··· TEXTO PARA LEITURA

São Paulo, domingo, 15 de abril de 2001

Texto Anterior | Próximo Texto | Índice

+livros

"O Rio de Todos os Brasis", do economista Carlos Lessa, investiga o apogeu e o declínio da ex-capital do país

Uma cidade pós-maravilhosa

Gilberto Vasconcellos
especial para a Folha

Nem parece que foi feito por um economista, porque magnificamente bem escrito e profundo, o ensaio desbundado sem notas ao pé de página do professor Carlos Lessa sobre o Rio de Janeiro -de todas, a mais brasileira das cidades. É para saborear o excelente achado do título, sugerindo a existência de um Rio entranhado de múltiplos brasis. Título que não deixa de soar nostálgico, pois atualmente os brasis se foram, vendidos e internacionalizados, de modo que o Rio de Janeiro espelhará a tendência geral do país, cujo mote suicida é o de que, fora do dólar, estamos ferrados.
A salvação é o caminho do aeroporto rumo a Miami.

······
··· MATERIAL FORNECIDO

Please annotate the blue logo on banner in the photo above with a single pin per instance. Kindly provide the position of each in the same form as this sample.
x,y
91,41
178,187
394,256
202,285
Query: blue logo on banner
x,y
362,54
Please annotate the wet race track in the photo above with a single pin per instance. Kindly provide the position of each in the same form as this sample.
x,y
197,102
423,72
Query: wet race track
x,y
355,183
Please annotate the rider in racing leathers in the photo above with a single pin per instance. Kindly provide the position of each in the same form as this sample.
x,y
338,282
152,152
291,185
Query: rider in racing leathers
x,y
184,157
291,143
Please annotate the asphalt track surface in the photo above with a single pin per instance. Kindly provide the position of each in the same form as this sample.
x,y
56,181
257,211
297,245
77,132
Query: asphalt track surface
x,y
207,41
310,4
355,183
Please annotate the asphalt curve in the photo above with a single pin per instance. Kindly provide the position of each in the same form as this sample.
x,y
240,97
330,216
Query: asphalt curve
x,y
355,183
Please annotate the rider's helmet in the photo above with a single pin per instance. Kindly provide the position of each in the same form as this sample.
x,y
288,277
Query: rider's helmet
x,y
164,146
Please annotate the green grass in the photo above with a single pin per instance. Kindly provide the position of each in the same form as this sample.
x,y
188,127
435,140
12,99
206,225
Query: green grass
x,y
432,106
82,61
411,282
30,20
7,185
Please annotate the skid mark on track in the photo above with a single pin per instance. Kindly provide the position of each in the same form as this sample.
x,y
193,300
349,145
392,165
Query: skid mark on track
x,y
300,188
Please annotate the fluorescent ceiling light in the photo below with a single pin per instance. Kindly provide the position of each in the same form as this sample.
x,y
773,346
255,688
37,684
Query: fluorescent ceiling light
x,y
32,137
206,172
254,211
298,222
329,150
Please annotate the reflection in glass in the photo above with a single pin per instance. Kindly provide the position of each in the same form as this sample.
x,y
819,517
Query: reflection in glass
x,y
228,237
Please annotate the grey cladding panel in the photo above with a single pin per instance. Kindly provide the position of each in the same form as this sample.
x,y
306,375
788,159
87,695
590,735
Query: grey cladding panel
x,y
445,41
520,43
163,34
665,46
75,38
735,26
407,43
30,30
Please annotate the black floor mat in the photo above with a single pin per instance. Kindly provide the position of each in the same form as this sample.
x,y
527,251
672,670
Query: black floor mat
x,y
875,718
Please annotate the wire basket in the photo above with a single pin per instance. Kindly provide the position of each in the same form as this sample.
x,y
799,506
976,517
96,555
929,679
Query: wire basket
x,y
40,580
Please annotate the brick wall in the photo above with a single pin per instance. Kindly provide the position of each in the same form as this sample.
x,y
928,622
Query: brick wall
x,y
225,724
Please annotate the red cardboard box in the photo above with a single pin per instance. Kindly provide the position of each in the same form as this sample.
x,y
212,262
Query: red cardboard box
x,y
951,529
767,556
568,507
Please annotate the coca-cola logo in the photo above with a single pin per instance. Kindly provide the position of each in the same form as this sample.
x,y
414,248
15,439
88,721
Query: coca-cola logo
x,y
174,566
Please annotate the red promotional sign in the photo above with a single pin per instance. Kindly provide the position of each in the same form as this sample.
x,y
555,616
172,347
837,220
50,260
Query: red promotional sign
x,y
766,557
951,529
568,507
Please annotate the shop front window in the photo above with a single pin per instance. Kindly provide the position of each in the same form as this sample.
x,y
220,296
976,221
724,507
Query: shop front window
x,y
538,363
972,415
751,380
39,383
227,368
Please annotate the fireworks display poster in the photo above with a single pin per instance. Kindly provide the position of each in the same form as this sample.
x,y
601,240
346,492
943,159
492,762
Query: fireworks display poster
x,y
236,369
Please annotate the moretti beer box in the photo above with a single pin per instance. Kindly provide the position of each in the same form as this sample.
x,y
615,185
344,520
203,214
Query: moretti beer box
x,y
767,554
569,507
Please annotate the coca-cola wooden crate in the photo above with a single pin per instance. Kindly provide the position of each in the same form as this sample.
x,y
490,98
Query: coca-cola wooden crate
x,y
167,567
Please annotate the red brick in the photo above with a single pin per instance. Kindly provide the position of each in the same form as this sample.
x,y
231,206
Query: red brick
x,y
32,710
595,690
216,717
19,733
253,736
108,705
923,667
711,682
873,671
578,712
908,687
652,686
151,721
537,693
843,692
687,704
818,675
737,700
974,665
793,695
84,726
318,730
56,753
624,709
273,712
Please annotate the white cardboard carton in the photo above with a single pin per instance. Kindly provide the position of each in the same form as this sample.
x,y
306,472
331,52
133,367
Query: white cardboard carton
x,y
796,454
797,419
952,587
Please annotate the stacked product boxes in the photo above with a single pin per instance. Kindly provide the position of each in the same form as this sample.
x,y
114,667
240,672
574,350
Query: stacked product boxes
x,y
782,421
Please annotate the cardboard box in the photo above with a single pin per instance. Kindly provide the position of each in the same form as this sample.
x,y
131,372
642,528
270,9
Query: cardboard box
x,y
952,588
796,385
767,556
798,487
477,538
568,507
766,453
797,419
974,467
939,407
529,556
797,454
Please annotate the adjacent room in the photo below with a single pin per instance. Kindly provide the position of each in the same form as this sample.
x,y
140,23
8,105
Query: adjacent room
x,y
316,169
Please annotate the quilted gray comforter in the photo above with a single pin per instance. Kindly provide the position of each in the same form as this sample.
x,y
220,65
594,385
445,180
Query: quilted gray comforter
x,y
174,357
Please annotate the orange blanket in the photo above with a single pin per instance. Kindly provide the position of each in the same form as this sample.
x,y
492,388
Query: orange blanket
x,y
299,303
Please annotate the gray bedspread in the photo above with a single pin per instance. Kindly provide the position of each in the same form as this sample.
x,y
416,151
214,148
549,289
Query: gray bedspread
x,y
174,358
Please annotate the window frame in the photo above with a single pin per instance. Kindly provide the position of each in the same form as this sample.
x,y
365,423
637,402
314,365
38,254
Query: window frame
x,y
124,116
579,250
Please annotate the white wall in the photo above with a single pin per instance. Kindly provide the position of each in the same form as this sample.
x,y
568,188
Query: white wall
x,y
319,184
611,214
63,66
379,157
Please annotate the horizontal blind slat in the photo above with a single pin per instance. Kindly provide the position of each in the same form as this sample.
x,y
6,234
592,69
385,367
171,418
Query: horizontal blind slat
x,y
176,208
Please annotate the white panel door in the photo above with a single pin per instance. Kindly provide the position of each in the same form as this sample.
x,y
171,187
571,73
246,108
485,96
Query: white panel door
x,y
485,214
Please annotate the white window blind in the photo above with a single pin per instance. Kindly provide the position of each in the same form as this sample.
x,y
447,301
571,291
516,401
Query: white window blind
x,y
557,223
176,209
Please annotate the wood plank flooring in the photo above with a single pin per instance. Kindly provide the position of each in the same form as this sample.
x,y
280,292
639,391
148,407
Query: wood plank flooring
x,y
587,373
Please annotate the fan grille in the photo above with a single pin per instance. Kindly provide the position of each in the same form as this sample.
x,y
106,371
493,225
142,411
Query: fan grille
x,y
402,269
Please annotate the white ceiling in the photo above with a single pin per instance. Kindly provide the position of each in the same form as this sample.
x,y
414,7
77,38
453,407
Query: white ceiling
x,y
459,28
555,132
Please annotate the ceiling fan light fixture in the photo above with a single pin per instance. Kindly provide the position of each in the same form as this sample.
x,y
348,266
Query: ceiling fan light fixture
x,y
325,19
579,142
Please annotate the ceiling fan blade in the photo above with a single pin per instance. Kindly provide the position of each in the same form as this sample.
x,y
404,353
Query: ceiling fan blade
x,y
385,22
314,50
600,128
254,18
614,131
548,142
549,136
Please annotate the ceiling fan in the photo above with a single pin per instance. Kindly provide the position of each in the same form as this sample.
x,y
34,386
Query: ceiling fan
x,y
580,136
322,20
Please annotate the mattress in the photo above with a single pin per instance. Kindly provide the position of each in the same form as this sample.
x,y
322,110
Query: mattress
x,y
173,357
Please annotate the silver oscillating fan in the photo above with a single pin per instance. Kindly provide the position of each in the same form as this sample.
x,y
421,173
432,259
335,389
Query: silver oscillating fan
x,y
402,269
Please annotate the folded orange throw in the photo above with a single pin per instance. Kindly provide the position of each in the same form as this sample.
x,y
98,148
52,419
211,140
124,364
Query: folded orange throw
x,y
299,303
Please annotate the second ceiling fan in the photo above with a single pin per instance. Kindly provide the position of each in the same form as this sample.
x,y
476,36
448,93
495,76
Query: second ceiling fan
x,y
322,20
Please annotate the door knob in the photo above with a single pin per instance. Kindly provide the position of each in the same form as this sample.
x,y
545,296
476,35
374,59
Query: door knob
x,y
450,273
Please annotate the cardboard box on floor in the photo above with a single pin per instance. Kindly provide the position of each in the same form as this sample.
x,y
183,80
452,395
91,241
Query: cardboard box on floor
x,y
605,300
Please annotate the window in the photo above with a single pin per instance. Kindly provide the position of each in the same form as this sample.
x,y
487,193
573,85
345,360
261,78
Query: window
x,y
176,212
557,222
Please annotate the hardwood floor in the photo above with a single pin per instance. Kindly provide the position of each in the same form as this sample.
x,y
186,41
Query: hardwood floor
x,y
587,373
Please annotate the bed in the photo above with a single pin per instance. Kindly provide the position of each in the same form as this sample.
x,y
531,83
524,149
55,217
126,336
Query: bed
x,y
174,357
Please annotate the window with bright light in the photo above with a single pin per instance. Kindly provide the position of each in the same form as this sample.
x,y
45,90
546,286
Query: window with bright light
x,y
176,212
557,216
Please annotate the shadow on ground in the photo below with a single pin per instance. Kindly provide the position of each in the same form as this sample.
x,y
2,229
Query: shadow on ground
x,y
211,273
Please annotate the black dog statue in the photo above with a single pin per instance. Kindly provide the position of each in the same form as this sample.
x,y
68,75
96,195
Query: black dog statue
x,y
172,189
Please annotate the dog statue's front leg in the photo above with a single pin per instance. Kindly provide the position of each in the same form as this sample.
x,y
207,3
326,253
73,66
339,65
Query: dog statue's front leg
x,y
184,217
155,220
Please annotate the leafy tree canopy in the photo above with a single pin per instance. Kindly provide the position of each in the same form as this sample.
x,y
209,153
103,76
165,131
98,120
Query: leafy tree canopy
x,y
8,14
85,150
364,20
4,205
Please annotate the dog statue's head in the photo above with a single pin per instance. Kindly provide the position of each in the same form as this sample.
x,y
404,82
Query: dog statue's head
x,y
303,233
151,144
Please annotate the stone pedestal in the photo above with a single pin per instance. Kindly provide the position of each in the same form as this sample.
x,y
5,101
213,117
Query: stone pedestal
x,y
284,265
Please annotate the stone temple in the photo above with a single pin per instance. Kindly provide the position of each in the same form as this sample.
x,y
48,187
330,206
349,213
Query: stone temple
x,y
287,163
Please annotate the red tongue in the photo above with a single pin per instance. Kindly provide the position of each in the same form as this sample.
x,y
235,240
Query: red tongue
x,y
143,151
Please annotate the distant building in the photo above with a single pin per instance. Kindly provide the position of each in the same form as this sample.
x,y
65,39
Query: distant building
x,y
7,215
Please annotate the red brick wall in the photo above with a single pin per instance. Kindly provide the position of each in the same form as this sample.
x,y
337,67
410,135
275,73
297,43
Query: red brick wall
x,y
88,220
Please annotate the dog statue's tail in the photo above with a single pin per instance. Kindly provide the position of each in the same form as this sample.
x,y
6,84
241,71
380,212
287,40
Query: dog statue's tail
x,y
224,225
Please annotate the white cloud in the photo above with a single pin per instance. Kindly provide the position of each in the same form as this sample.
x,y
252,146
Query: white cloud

······

TAREFA BREVE:
Transcreva fielmente o trecho do texto sobre o Rio de Janeiro que vai de "Gilberto Vasconcellos" a "rumo a Miami.".

SOLUÇÃO DA TAREFA:
Gilberto Vasconcellos
especial para a Folha

Nem parece que foi feito por um economista, porque magnificamente bem escrito e profundo, o ensaio desbundado sem notas ao pé de página do professor Carlos Lessa sobre o Rio de Janeiro -de todas, a mais brasileira das cidades. É para saborear o excelente achado do título, sugerindo a existência de um Rio entranhado de múltiplos brasis. Título que não deixa de soar nostálgico, pois atualmente os brasis se foram, vendidos e internacionalizados, de modo que o Rio de Janeiro espelhará a tendência geral do país, cujo mote suicida é o de que, fora do dólar, estamos ferrados.
A salvação é o caminho do aeroporto rumo a Miami.